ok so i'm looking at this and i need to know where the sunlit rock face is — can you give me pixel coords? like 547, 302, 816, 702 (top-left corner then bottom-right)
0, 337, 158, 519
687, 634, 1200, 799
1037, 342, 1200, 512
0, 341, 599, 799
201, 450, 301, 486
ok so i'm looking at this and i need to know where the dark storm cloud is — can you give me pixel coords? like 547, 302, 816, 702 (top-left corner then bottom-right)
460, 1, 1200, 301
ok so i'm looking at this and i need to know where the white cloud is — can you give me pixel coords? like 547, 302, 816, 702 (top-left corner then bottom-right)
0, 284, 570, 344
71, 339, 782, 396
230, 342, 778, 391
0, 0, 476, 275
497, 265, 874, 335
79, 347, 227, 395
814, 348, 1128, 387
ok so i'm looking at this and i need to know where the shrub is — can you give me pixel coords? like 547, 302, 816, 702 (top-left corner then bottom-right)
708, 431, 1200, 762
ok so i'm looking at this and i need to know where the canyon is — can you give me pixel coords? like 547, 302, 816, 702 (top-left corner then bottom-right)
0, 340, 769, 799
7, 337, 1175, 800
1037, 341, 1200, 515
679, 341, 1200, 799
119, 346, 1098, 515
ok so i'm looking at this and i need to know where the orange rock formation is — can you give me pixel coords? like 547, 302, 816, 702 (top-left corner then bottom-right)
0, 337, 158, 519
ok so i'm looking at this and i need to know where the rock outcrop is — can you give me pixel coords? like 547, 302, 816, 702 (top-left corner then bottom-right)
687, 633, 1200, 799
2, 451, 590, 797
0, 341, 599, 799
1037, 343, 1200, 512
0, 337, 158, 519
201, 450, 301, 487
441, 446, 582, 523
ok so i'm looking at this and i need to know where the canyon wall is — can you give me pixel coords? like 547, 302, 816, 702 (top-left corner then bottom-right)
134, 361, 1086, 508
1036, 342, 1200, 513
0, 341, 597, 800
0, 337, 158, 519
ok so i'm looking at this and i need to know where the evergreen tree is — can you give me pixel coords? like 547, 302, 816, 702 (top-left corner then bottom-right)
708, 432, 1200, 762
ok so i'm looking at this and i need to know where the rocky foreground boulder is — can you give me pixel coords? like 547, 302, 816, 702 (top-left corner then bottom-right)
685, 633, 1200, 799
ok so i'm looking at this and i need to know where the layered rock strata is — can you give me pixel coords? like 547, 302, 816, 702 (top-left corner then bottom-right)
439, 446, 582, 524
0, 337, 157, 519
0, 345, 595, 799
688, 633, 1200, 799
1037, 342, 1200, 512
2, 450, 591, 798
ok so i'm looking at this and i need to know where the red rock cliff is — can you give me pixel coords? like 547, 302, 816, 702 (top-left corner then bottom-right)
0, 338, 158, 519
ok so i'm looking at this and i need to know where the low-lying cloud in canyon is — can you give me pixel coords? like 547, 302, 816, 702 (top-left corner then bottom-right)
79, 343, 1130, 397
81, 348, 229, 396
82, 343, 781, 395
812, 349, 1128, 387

○ ○ ○ ○ ○ ○ ○

### ABOUT THIS EXERCISE
Go through the data above and copy all of it exactly.

### ANSWER FOR THE TASK
ok so i'm looking at this and i need to know where the sunlit rock face is — can you give me pixel coords? like 547, 302, 816, 702 (top-left corner then bottom-right)
0, 337, 158, 519
687, 634, 1200, 799
1037, 342, 1200, 512
0, 341, 599, 799
201, 450, 301, 486
ok so i'm looking at this and i need to know where the dark storm cloud is — can you give me pixel coords? like 547, 302, 816, 702 (top-left corner then bottom-right)
460, 1, 1200, 301
ok so i'm looking at this and i need to know where the white cloud is — can you give me pixel coords? like 547, 302, 816, 702 (top-left corner then bottom-right)
0, 284, 570, 344
71, 339, 782, 396
230, 342, 778, 391
0, 0, 476, 275
497, 265, 874, 335
79, 347, 227, 395
814, 348, 1128, 387
ok so i'm looking at this and i need to know where the shrub is — can you give me pixel coords? like 547, 302, 816, 702 (top-left corner then bottom-right)
708, 431, 1200, 762
ok so i'm looking at this and i need to know where the canyon is — can you give me pixel coords? like 547, 302, 816, 702 (top-left corner then bottom-right)
0, 340, 769, 799
7, 337, 1175, 800
1037, 341, 1200, 515
679, 341, 1200, 799
119, 346, 1098, 515
ok so i'm looking at this and i need to know where the orange rock formation is — can you give me pixel coords? like 547, 302, 816, 702 (top-left corner then bottom-right)
0, 337, 158, 519
ok so i'm looking at this and i need to know where the rock outcrop is — can you give me pixel coords? like 547, 302, 816, 702 (top-left corner then bottom-right)
687, 633, 1200, 799
2, 451, 590, 797
0, 341, 599, 799
1037, 343, 1200, 512
0, 337, 158, 519
201, 450, 301, 487
441, 446, 582, 523
ok so i'm looking at this and i need to know where the canyon wall is — can you give me pixel coords? like 547, 302, 816, 702 (top-left corner then bottom-right)
134, 361, 1086, 508
1036, 342, 1200, 513
0, 341, 597, 800
0, 337, 158, 519
ok so i'm looking at this and i need to know where the evergreen tree is — can you give me pixel coords? like 547, 302, 816, 702 (top-left corner then bottom-right)
708, 432, 1200, 762
ok so i'm looking at this and i need to know where the rocky foreground boulder is — can you give me pixel coords? like 547, 302, 816, 702 (top-left corner then bottom-right)
685, 633, 1200, 799
ok so i'm looking at this and i need to know where the layered rock strata is — can you give me pixel coords? like 547, 302, 816, 702 (top-left corner then bottom-right)
439, 446, 582, 524
0, 337, 157, 519
0, 345, 595, 799
688, 633, 1200, 799
1037, 342, 1200, 512
2, 450, 591, 798
ok so i'm looking at this and i need to know where the red rock cliff is — can you give me pixel coords? like 547, 302, 816, 702 (top-left corner then bottom-right)
0, 338, 158, 519
ok so i'm looking at this and i need to know where the low-lying cloud in canyon is — can you give me pixel coords? like 547, 302, 816, 702 (top-left corner then bottom-right)
79, 343, 1130, 397
81, 348, 229, 396
82, 343, 781, 395
812, 349, 1128, 387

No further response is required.